## WHAT YOU WILL DO:
Copy each line in the data that includes the word "sprig".

## PROVIDED RECORDS:
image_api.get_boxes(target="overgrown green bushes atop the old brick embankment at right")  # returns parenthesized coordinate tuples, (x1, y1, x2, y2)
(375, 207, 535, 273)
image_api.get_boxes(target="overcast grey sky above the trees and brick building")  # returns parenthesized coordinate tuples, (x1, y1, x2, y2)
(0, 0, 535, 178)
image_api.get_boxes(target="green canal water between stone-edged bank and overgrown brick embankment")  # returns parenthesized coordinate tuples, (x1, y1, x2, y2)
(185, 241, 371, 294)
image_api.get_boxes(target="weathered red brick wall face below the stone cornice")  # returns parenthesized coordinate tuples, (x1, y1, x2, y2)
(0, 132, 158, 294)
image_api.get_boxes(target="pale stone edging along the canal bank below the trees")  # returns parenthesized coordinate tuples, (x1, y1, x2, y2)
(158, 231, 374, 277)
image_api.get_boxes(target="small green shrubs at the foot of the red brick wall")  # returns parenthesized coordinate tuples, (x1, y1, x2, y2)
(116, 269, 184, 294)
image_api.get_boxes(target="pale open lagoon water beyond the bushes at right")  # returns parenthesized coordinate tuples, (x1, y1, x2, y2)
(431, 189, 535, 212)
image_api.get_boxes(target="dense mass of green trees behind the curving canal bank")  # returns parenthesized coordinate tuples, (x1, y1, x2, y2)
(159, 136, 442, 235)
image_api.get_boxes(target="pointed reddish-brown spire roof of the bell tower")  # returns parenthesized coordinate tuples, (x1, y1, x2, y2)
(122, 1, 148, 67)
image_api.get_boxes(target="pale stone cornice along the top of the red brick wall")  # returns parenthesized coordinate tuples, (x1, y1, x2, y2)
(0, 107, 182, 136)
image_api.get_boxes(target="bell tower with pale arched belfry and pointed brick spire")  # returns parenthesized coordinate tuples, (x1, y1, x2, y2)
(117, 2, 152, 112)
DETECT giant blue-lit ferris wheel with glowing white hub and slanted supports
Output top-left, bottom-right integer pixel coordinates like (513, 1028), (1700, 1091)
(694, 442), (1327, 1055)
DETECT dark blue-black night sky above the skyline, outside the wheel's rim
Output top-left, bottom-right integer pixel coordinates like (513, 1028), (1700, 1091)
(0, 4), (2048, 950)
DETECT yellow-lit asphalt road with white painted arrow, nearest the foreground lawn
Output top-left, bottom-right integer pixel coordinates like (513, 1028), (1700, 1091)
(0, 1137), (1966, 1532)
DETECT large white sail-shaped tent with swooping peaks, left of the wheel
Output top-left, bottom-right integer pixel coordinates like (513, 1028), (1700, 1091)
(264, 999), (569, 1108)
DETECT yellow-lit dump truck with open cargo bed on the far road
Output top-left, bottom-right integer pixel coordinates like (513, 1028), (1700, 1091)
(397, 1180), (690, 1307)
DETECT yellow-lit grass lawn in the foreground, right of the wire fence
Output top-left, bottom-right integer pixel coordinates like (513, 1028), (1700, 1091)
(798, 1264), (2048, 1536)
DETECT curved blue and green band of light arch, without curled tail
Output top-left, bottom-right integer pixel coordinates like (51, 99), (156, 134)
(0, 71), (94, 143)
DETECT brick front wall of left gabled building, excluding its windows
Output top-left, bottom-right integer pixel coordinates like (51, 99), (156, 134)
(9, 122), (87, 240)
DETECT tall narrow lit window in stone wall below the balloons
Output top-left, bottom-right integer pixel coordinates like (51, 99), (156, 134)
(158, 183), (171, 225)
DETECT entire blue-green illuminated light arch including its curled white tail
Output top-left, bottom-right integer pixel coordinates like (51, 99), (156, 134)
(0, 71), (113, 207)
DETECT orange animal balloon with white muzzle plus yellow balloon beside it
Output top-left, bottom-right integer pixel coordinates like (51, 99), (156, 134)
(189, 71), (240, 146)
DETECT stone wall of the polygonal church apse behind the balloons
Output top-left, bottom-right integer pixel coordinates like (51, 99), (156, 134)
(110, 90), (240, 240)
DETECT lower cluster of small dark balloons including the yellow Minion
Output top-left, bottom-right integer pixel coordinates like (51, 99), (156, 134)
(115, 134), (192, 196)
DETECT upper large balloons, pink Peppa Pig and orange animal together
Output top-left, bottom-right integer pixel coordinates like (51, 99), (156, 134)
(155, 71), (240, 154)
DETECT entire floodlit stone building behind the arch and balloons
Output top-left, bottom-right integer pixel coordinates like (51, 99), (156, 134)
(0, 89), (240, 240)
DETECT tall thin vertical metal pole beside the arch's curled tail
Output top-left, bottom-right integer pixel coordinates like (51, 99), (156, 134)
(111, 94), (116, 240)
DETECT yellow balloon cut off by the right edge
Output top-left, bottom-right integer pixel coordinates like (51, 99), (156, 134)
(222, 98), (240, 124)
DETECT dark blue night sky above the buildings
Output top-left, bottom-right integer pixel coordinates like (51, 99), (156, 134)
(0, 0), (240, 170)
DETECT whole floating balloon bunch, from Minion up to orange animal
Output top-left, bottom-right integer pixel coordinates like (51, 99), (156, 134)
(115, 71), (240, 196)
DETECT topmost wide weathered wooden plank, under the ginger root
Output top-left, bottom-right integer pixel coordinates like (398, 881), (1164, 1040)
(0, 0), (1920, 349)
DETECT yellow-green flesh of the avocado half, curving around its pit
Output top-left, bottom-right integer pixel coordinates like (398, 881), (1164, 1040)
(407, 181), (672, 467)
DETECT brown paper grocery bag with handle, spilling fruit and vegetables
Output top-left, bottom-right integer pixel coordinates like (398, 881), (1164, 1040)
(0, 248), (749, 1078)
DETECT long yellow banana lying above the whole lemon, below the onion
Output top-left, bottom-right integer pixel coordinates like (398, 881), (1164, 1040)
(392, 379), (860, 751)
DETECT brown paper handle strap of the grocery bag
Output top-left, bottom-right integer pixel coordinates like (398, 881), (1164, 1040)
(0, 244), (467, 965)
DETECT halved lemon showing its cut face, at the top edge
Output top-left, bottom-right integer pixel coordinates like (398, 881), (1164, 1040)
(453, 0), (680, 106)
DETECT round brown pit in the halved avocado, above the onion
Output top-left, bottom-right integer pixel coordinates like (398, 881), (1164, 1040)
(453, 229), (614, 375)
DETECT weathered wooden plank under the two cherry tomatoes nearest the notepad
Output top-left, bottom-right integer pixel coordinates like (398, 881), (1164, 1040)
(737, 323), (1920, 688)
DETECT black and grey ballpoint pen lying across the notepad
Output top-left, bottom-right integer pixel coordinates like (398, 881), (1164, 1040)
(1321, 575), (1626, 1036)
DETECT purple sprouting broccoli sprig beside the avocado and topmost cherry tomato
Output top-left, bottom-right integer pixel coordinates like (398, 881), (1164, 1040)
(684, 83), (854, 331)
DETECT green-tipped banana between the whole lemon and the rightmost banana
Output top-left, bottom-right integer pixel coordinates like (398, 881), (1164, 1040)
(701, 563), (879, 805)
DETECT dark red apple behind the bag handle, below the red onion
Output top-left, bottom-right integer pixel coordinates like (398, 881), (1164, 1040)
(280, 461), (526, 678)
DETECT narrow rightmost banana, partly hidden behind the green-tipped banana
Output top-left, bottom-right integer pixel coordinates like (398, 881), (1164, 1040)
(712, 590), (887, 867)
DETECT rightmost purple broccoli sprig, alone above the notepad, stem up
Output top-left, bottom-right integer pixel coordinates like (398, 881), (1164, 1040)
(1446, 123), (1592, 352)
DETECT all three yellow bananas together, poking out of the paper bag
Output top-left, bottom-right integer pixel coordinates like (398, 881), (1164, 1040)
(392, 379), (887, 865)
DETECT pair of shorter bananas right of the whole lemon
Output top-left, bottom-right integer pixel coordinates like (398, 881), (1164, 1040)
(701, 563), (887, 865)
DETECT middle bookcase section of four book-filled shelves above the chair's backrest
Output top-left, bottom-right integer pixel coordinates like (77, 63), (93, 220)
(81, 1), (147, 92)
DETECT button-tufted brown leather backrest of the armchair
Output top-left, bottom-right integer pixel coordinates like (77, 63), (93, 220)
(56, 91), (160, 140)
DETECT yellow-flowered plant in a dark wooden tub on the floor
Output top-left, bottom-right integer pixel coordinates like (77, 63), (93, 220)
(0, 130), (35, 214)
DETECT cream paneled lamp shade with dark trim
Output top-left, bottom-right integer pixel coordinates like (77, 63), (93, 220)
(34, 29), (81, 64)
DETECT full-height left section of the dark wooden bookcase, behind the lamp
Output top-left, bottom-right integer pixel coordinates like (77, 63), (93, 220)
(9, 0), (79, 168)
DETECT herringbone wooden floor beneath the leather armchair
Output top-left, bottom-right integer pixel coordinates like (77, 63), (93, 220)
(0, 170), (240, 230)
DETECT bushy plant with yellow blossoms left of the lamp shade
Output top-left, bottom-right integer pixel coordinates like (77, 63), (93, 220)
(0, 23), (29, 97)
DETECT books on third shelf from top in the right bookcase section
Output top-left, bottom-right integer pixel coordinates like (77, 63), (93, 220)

## SOLUTION TO THIS TASK:
DETECT purple sprouting broccoli sprig beside the avocado and topmost cherry tomato
DETECT rightmost purple broccoli sprig, alone above the notepad, stem up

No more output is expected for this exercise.